## Short exercise
Shift every bounding box coordinate in the answers up by 68 and write out again the stretch of items from the line containing "Please, if you don't mind, identify the background" through the line containing "[146,234,613,457]", keeping the requests in place.

Excerpts of bounding box data
——
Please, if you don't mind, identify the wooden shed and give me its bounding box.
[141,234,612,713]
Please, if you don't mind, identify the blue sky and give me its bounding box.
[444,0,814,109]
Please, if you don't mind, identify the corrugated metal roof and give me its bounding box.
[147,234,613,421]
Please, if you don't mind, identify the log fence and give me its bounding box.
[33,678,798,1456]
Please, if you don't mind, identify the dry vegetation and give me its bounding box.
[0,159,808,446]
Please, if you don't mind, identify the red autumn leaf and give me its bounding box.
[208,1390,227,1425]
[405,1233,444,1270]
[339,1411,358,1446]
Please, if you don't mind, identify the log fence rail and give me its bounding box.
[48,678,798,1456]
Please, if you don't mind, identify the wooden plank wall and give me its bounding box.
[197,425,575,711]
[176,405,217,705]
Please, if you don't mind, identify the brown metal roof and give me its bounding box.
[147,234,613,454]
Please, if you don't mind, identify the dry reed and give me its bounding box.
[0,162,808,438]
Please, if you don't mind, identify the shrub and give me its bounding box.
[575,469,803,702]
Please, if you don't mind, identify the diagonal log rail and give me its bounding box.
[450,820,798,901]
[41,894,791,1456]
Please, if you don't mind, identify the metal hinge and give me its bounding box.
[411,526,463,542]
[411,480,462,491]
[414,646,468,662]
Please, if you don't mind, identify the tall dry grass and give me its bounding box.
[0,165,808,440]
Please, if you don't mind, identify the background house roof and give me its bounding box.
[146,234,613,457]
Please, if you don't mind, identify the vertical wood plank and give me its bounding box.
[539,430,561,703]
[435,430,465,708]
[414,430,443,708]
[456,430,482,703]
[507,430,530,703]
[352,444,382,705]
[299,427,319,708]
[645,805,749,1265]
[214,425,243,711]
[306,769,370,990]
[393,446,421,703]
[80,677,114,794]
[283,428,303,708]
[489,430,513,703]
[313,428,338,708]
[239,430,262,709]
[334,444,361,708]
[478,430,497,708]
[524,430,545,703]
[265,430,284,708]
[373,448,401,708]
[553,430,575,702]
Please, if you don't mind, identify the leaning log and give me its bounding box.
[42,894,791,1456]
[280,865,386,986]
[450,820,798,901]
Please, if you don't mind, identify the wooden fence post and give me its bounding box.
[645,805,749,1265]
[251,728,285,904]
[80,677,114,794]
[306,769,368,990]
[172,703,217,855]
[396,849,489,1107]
——
## Solution to the problem
Please, if you don't mind, identify the background house roof and give me its bounding box.
[214,302,681,525]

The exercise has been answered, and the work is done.